• WHAT YOU NEED TO DO:
Find each line below that contains the word "photo" and copy those lines out.

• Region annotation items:

★ ★ ★ ★ ★

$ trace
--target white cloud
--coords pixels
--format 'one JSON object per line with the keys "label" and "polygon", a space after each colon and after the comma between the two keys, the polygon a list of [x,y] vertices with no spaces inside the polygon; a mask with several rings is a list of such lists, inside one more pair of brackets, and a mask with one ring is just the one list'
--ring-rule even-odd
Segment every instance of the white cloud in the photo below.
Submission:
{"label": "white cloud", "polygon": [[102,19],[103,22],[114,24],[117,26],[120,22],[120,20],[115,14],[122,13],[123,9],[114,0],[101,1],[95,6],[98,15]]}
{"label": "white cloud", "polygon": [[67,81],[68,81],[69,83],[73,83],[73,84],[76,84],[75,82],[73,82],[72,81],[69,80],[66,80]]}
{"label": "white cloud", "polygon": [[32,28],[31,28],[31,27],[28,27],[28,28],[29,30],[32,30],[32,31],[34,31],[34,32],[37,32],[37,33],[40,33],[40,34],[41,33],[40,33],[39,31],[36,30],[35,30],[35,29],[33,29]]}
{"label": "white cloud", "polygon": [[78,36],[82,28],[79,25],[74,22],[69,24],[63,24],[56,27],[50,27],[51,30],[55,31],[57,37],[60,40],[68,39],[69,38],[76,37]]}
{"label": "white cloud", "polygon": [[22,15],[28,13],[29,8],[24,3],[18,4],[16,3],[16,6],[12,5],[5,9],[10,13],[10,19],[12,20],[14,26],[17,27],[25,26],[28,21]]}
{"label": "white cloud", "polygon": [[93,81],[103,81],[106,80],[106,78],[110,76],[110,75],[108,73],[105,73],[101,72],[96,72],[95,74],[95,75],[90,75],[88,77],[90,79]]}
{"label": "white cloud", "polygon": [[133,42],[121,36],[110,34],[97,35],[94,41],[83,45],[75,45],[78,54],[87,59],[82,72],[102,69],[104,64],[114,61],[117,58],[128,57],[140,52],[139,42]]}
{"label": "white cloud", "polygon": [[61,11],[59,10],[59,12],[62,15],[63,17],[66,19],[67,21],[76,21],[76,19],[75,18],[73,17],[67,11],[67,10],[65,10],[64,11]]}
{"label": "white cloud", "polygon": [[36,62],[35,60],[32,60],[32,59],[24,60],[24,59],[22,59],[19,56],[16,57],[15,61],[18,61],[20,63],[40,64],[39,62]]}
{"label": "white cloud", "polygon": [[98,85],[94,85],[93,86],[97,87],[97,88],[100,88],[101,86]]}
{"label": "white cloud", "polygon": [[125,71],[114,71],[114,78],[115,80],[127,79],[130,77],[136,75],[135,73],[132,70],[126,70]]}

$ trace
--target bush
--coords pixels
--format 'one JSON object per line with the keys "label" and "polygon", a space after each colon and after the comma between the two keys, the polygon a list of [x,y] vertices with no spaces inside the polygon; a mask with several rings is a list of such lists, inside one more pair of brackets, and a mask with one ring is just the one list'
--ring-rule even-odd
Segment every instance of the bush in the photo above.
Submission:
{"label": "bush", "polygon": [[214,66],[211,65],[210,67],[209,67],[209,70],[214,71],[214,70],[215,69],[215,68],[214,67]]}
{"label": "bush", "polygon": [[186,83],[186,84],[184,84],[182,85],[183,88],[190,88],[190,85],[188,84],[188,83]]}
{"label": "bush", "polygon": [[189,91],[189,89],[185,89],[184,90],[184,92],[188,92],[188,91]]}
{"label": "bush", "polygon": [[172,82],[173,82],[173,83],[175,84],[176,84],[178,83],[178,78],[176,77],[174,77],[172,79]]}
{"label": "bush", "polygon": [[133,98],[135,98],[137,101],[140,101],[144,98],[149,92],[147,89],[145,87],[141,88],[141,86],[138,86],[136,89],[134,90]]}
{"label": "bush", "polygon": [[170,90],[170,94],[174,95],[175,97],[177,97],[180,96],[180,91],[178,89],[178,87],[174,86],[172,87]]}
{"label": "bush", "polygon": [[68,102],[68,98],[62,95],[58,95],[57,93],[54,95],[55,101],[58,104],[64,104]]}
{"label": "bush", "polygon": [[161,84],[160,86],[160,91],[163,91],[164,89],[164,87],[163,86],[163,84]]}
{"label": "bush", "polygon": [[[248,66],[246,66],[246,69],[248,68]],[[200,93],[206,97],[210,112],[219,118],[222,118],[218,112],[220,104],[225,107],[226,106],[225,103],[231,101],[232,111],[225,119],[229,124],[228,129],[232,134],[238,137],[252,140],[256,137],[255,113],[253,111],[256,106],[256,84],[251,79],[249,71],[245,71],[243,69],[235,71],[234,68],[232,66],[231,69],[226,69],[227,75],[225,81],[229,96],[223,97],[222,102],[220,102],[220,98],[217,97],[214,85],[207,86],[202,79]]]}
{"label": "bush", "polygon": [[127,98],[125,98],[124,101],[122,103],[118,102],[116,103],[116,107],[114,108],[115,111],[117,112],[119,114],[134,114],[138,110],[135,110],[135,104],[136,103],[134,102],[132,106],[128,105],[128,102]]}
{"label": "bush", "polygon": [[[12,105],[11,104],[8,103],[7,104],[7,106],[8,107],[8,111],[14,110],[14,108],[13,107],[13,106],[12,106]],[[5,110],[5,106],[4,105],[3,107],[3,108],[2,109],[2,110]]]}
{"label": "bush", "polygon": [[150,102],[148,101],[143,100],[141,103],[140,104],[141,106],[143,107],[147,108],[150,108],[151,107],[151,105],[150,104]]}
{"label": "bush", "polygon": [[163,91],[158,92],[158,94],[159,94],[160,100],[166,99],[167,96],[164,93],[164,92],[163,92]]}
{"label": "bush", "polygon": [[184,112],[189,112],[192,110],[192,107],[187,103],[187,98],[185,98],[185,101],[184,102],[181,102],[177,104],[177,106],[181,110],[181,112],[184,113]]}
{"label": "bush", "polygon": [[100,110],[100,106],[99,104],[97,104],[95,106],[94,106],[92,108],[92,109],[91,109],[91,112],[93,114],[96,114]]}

★ ★ ★ ★ ★

• COMPLETED TASK:
Segment every instance of the white cloud in the photo below.
Segment every instance of the bush in the photo above.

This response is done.